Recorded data
====
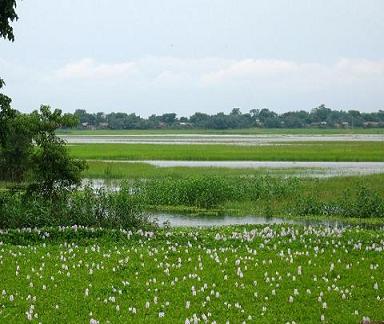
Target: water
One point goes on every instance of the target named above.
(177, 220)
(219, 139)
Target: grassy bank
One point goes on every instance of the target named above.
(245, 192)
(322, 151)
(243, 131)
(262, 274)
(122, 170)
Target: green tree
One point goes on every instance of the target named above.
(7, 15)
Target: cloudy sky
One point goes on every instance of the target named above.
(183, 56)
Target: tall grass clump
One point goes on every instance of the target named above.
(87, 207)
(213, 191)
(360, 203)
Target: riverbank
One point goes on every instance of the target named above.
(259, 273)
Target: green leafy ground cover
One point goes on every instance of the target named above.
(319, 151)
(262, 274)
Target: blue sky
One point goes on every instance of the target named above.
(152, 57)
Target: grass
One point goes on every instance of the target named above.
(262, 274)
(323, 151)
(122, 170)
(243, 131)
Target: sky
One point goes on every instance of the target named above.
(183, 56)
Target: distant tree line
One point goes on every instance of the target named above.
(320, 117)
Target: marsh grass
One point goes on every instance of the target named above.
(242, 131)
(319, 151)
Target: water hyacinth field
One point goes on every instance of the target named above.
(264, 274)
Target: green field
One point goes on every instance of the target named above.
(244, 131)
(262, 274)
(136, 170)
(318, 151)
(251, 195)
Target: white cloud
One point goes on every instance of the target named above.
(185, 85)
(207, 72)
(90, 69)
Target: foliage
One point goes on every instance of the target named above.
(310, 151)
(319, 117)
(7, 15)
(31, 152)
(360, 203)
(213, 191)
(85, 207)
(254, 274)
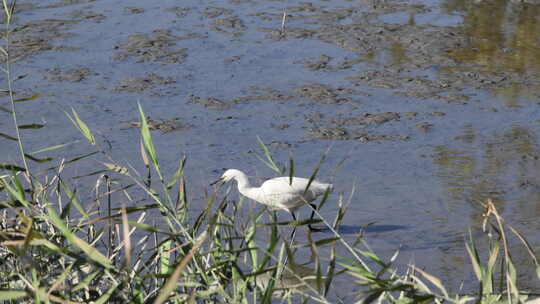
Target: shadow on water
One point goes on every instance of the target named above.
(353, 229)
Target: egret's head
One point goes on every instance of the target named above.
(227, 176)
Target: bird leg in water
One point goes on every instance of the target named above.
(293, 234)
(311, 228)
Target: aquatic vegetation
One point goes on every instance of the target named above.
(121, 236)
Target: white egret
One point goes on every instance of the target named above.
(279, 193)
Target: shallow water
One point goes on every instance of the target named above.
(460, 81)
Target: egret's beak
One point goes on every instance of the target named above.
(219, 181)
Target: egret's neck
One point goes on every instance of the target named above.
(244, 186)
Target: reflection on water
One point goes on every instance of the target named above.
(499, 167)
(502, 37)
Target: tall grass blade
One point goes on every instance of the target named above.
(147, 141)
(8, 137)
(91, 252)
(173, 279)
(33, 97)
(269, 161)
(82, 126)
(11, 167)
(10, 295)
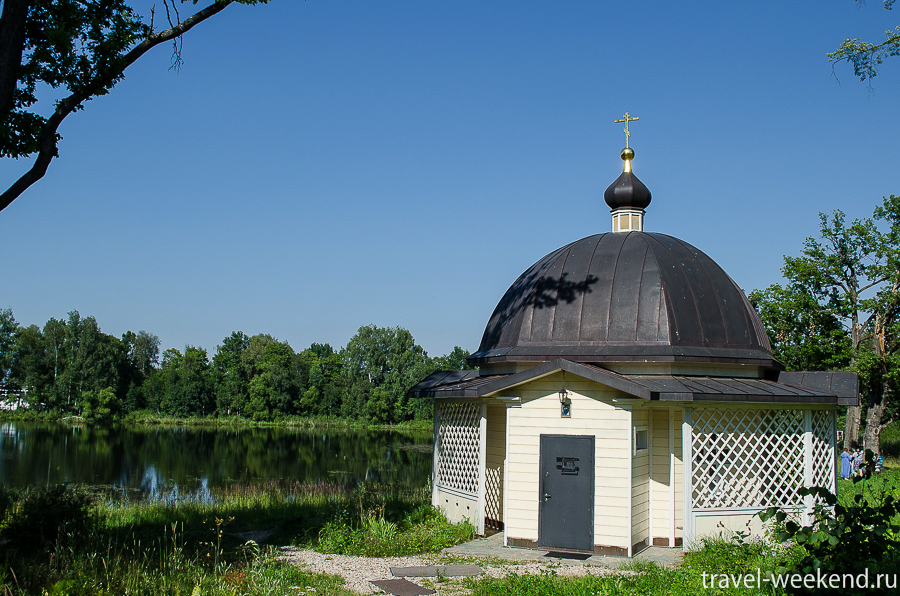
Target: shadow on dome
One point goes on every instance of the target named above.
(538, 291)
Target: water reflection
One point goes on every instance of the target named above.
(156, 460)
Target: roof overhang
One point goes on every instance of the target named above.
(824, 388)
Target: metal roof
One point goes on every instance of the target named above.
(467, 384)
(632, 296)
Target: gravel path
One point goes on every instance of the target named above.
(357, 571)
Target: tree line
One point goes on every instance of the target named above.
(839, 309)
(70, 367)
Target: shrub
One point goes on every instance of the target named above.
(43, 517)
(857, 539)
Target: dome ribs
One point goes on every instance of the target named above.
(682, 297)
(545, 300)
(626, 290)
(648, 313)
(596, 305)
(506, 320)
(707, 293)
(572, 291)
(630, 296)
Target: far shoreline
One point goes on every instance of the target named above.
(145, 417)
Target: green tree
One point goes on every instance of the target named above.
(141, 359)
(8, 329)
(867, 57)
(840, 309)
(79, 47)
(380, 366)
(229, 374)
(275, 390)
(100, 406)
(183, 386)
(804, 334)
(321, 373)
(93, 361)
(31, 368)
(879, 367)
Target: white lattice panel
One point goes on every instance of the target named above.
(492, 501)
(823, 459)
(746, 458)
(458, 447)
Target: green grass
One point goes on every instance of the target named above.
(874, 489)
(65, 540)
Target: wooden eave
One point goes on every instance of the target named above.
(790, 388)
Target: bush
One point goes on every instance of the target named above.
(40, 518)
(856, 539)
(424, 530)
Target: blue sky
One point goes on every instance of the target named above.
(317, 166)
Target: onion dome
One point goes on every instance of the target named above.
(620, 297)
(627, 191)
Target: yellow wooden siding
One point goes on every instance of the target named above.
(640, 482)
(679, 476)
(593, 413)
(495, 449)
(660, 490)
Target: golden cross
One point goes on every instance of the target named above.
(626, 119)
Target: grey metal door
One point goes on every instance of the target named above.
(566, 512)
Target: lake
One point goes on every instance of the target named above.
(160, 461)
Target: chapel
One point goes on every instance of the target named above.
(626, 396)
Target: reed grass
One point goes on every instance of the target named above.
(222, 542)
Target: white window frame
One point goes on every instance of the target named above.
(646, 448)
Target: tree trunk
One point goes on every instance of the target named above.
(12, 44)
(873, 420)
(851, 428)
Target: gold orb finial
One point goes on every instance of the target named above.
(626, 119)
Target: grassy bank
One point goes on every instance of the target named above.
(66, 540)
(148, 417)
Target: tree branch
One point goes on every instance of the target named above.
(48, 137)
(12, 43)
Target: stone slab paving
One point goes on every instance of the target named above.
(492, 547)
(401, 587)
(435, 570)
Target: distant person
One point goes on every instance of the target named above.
====
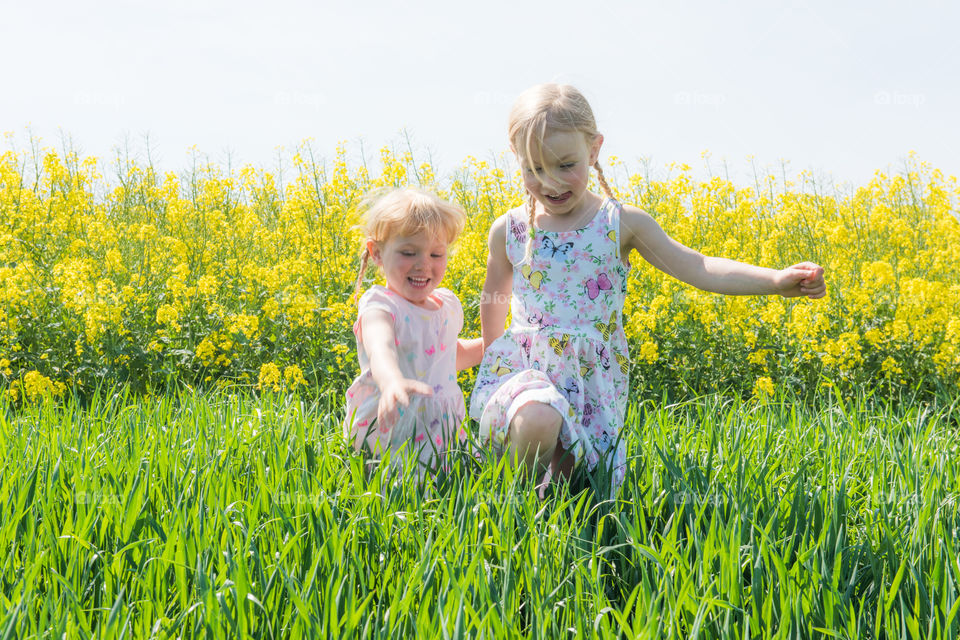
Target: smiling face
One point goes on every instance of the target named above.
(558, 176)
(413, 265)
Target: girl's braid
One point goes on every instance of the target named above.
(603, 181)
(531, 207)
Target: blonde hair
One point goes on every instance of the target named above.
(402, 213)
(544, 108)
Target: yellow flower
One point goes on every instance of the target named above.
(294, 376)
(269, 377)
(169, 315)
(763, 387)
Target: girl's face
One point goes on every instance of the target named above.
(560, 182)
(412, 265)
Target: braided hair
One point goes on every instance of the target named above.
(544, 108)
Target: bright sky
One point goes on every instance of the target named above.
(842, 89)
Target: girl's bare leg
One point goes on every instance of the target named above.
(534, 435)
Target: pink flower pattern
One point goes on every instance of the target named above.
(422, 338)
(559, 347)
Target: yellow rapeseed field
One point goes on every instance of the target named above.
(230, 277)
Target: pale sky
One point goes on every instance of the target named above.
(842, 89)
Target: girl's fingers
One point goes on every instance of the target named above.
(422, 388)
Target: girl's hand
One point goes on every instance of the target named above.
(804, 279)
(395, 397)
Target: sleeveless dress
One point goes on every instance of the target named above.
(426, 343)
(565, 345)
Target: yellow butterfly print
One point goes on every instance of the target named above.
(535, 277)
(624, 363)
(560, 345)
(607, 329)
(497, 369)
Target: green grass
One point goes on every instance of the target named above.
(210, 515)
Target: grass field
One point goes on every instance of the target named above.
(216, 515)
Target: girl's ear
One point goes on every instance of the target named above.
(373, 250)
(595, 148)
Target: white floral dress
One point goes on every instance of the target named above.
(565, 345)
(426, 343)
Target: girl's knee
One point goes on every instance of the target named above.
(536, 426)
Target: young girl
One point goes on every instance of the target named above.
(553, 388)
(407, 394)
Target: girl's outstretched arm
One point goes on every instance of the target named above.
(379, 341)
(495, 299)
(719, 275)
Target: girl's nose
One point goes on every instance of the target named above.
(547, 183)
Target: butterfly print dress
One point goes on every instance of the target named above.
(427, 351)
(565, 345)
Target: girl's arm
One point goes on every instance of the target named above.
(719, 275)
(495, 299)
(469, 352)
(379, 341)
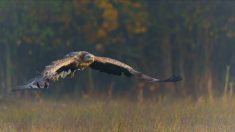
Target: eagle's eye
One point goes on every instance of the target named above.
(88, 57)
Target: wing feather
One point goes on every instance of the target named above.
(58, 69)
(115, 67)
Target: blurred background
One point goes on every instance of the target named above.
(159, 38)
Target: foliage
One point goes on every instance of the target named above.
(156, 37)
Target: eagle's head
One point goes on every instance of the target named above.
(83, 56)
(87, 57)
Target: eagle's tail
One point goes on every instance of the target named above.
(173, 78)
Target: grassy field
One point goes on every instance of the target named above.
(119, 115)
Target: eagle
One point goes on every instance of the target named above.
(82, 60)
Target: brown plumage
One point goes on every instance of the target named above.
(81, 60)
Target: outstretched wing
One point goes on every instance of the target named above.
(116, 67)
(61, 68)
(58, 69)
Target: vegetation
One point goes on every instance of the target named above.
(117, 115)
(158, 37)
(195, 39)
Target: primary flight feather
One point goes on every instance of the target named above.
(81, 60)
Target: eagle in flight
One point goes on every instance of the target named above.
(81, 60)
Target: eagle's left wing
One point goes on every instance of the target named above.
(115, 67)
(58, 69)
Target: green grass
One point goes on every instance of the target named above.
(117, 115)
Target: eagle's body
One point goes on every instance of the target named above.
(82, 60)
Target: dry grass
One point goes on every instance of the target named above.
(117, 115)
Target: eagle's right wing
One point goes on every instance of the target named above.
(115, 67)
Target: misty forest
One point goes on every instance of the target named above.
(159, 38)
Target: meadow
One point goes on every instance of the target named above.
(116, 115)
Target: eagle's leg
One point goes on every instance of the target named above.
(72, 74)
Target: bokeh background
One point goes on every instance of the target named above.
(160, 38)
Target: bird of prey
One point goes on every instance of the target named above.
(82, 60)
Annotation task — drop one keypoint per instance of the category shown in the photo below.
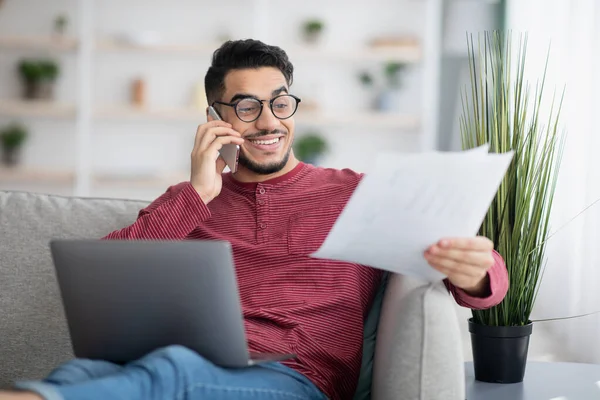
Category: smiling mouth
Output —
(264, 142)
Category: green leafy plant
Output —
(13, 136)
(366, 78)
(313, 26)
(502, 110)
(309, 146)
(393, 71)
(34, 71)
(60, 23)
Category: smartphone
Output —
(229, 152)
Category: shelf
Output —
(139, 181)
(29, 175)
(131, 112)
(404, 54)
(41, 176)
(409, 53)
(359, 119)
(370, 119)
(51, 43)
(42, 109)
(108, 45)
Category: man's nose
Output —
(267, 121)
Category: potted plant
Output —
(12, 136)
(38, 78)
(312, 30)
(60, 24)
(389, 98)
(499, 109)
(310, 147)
====
» Work request
Only the lines containing the word "leafy" should be returned from the data above.

» Solution to this exercise
Target: green leafy ground cover
Category: green leafy plant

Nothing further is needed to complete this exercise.